Retype every entry below without any change.

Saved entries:

----------------

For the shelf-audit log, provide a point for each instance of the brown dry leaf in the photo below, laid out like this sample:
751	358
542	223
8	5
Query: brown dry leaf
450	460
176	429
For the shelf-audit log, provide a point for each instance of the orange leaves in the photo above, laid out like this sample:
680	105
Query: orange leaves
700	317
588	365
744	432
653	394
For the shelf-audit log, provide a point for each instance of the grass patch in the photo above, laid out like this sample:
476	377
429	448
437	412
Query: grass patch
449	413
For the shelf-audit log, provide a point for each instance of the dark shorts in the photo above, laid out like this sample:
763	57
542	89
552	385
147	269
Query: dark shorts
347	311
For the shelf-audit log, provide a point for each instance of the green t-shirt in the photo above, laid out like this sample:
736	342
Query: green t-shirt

----------------

Task result »
For the shelf-audit log, provide a point for each instance of the brown dry leaf in the photo below, laid out like this sample:
751	358
542	223
8	5
Query: brown dry leaf
450	460
176	429
For the shelf-audit log, provide a point for each instance of the orange leaves in the photo above, laid out like this sample:
680	105
Query: orange leaves
700	317
588	365
744	432
653	394
For the shelf-audit log, provide a point for each instance of the grass patch in the photo above, laid out like this sample:
476	377
429	448
437	412
Query: grass patch
449	413
For the shelf-audit log, provide a point for each instance of the dark shorts in the photo above, laid out like this sample:
763	57
542	89
552	385
147	269
Query: dark shorts
347	311
For the shelf-audit log, provide a point for each instance of the green t-shirt in the photo above, laid out like this sample:
736	342
Query: green t-shirt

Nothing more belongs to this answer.